## Problem details
Continue the forum post about routing VPN traffic on a dumb access point, starting right after its last sentence.
--- BEGIN Page extract ---
I can speak to WG or OpenVPN (road warrior/remote-access/inbound type configs). The same applies for a guest wifi network on a dumb AP (link). I think that this would apply to ZT, but I don't have experience with it, so please take my statements with a grain of salt in the event that this isn't applicable to ZT.
A dumb AP can be viewed in the context of 'just another device on the lan' since it has an address on the lan and doesn't do any routing. When you add a routed protocol such as WG or OpenVPN onto a dumb AP, there are two ways to ensure that the traffic is routed properly:
- Setup a static route on the router so that the router knows what gateway to use to route traffic that should go back to the tunnel's subnet (this can actually be done at the host level, but that is typically not the best option; depends on the situation).
- enable masquerading on the lan firewall zone (as described earlier) so that the traffic appears to originate from (and should be returned to) the dumb AP device that is actually running the VPN.
--- END Page extract ---
--- BEGIN Entries ---
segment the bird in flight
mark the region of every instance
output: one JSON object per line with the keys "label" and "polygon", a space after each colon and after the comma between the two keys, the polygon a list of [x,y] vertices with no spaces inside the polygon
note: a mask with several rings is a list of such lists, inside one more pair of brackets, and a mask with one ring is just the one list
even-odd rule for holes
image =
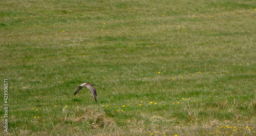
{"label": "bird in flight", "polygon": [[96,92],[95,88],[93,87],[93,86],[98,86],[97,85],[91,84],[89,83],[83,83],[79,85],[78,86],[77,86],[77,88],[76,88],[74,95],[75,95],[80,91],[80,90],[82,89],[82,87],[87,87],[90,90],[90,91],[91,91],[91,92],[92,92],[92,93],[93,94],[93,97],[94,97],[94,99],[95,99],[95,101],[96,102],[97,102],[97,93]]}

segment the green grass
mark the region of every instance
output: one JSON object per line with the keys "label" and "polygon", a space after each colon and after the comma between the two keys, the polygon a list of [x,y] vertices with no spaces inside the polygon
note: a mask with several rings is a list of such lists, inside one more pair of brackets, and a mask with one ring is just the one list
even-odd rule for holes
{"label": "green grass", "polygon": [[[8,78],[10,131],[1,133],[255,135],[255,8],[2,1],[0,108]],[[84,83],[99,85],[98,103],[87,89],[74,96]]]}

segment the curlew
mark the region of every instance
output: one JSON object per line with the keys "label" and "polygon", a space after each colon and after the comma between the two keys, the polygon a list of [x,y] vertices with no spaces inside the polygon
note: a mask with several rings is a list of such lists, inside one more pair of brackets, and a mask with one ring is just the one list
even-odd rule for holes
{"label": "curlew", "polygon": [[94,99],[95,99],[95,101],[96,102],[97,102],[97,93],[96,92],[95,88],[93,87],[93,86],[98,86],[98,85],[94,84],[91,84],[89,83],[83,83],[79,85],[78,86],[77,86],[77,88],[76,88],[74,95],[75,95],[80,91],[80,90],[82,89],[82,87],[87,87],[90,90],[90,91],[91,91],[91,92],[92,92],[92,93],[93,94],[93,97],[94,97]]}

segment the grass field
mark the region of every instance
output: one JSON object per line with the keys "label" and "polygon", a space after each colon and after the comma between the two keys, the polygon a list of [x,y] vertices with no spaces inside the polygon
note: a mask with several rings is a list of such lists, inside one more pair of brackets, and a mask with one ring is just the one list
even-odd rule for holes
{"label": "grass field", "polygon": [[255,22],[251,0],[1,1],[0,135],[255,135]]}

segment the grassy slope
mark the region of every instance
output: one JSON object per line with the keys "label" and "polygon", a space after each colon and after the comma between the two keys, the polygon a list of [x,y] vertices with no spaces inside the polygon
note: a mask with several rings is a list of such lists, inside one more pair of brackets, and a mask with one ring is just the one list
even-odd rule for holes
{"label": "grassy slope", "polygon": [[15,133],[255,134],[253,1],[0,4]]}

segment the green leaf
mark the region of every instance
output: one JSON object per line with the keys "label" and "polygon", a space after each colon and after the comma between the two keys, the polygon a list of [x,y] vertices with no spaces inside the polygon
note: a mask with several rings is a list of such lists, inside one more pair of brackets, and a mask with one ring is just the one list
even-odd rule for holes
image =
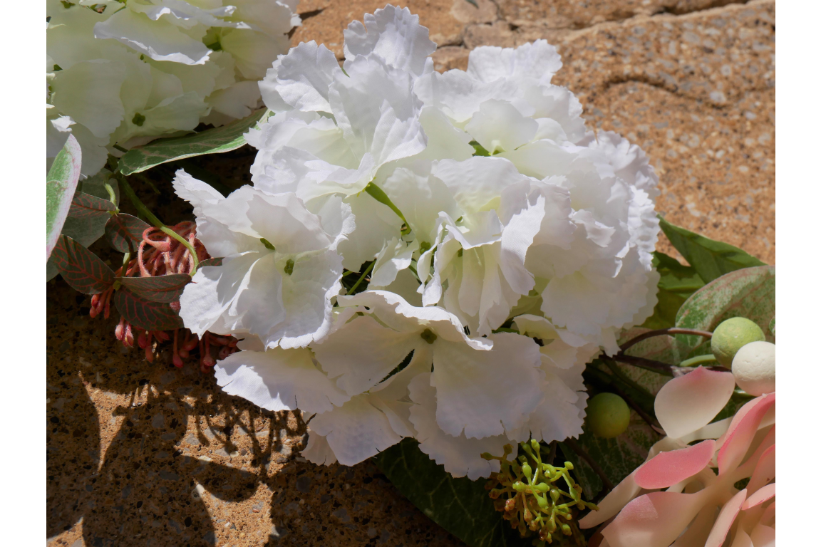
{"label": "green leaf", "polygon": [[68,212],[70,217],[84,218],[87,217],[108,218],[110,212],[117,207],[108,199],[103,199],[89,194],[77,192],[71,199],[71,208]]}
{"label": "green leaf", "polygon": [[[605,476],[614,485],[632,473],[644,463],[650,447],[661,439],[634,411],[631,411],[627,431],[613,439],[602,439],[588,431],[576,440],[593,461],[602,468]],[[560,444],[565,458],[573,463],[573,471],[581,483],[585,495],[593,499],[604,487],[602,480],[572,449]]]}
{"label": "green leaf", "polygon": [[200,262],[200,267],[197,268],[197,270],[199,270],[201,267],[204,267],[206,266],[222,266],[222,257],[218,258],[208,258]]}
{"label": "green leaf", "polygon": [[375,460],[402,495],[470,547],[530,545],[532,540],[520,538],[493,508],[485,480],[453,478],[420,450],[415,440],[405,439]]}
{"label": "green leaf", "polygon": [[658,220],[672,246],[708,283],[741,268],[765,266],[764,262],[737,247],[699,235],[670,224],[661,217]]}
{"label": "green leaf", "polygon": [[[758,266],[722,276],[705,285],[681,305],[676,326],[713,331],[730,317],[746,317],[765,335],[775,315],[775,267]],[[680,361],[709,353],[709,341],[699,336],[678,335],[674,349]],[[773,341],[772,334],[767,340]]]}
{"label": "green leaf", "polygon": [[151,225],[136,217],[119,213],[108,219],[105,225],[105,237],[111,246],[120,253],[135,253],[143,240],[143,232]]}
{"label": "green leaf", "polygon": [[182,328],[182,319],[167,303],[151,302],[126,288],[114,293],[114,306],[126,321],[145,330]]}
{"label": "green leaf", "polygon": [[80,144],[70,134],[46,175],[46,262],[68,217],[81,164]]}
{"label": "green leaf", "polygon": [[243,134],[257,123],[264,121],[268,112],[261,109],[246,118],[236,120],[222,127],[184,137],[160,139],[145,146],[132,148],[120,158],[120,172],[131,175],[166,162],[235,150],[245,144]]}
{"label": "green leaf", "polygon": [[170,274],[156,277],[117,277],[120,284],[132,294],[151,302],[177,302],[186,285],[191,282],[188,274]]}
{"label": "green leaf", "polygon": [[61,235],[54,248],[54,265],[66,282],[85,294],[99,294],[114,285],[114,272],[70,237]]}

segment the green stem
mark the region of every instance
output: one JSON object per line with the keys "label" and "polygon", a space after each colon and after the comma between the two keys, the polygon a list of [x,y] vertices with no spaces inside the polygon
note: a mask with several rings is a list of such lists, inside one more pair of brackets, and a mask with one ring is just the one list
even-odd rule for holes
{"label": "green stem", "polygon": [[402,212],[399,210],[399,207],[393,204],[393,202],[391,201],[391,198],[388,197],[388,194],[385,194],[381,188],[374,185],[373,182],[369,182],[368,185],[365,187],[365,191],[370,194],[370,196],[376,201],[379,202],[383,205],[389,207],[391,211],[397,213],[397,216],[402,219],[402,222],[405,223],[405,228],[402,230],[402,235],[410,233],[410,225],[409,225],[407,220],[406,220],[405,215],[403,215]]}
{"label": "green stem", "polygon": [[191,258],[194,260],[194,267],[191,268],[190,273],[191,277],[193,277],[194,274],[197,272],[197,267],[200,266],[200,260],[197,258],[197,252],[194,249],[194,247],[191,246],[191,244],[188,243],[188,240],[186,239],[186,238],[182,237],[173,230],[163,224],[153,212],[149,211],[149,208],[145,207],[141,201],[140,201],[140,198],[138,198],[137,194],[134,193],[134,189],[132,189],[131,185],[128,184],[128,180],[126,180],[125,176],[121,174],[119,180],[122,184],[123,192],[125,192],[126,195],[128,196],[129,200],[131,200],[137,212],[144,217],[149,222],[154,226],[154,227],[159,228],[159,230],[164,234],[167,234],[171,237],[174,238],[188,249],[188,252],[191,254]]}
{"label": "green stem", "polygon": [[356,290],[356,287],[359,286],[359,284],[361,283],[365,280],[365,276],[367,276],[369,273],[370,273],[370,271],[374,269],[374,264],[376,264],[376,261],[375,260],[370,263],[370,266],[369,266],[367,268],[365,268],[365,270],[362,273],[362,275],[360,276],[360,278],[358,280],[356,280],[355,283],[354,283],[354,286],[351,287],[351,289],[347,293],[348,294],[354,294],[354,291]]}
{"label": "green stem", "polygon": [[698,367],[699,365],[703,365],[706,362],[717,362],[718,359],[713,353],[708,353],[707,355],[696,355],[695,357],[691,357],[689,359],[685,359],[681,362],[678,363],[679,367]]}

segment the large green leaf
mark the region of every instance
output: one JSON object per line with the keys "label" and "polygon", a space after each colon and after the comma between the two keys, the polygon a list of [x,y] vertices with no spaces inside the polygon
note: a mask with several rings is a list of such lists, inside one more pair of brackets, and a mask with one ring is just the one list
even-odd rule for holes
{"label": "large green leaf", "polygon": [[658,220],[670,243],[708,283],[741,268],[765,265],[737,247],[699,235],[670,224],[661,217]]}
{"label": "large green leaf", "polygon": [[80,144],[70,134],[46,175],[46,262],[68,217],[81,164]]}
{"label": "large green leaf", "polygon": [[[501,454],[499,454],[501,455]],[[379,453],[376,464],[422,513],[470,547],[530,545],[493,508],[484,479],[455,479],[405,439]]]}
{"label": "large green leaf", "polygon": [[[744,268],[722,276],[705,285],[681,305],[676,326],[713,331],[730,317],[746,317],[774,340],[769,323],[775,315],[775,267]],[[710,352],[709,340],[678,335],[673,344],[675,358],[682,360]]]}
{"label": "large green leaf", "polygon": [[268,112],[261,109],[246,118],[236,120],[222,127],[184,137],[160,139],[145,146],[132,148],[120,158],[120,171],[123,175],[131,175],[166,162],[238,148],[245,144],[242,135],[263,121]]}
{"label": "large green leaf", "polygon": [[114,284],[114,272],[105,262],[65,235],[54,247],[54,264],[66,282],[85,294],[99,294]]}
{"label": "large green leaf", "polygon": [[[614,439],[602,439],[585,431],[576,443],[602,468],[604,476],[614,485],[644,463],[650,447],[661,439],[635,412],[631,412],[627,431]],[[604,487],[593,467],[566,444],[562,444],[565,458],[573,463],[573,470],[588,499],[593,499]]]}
--- END Entries ---
## Result of the task
Let's say that we have a lan of 192.168.1.0/24, a dumb AP on say 192.168.1.2, and a WG or OpenVPN subnet of 192.168.9.0/24 (setup on the dumb AP). We'll also assume (in the case of WG/OpenVPN) that the main router is port-forwarding the listen port to the dumb AP at 192.168.1.2.
We can make a connection to the VPN server from outside, and our remote device/peer/client will have an address on the tunnel subnet (192.168.9.0/24). Now, the dumb AP has traffic with source address 192.168.9.x that is destined for hosts on the lan (192.168.1.0/24) and/or the internet.
The traffic can egress the dumb AP and then there will be packets with the source address in the .9.0/24 subnet. A host on the lan may get that packet, but now it doesn't know how to send a reply -- yes, it'll set a destination address matching earlier the source address, but then it is sent to the main router because the host doesn't know what gateway to use for the 9.0/24 subnet.
The main router also doesn't know where to send the traffic, so option 1 is that we set up a static route that is
192.168.9.0/24 via 192.168.1.2 (i.e. 192.168.1.2 exists on the network you know about -- send all traffic that is destined for the .9.0/24 network to that .1.2 and it will take care of the rest.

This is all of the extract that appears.